WHAT THE TASK ASKS: Reproduce the following records line for line, leaving every character unchanged.

(Collected data entries)

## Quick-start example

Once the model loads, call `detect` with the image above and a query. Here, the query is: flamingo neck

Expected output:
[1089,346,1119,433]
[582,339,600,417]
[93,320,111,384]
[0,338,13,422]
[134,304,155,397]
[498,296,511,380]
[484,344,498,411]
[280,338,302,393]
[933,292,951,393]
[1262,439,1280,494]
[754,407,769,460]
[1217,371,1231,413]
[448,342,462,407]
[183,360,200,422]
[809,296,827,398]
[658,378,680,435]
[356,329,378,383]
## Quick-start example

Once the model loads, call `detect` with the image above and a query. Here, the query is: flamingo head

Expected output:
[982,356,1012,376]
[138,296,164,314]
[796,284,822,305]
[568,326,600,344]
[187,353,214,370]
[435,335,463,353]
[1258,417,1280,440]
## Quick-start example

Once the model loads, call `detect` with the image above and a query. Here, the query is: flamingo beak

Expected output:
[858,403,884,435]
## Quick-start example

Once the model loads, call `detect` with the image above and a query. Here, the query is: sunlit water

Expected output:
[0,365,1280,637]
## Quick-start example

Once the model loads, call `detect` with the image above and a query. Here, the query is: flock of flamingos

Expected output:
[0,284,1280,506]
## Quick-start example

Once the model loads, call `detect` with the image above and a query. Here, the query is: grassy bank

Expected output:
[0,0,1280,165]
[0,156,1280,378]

EXERCISE SOLUTION:
## Quick-start example

Once the model loads, call `detect` with the image above and a query. Here, the query is: flamingo neck

Expected output:
[1089,346,1119,433]
[582,339,600,417]
[93,320,111,384]
[0,338,13,422]
[134,304,155,397]
[498,296,511,380]
[484,344,498,411]
[280,338,302,393]
[933,292,951,393]
[1262,439,1280,494]
[754,407,769,460]
[1217,371,1231,413]
[448,342,462,407]
[183,360,200,422]
[809,296,827,398]
[658,378,680,435]
[356,329,378,383]
## Quick-start example

Once the model loads, call `detect` with the image above and a query. Here, the query is: flamingo head

Expected output:
[982,356,1012,376]
[138,296,164,314]
[796,284,822,305]
[568,326,600,344]
[187,353,214,370]
[435,335,463,353]
[1258,417,1280,440]
## Quick-start example

Once the model loads, call `detect` with the image above and a query. Here, the query is: flamingo beak

Expected output:
[858,403,884,435]
## Quick-start example

Once the model loads, call `detect` with the image above and a query. Here, the query is: sunlit water

Expected output:
[0,365,1280,637]
## Quick-start example

Once the model loads, call `detect` with the image above and a query. Here, the query is: flock of flamingos

Expected output:
[0,284,1280,506]
## Quick-start example

Once the model loads, call `detect` with the image above and a query. Here, the query is: grassy bank

Expected output:
[0,0,1280,165]
[0,156,1280,378]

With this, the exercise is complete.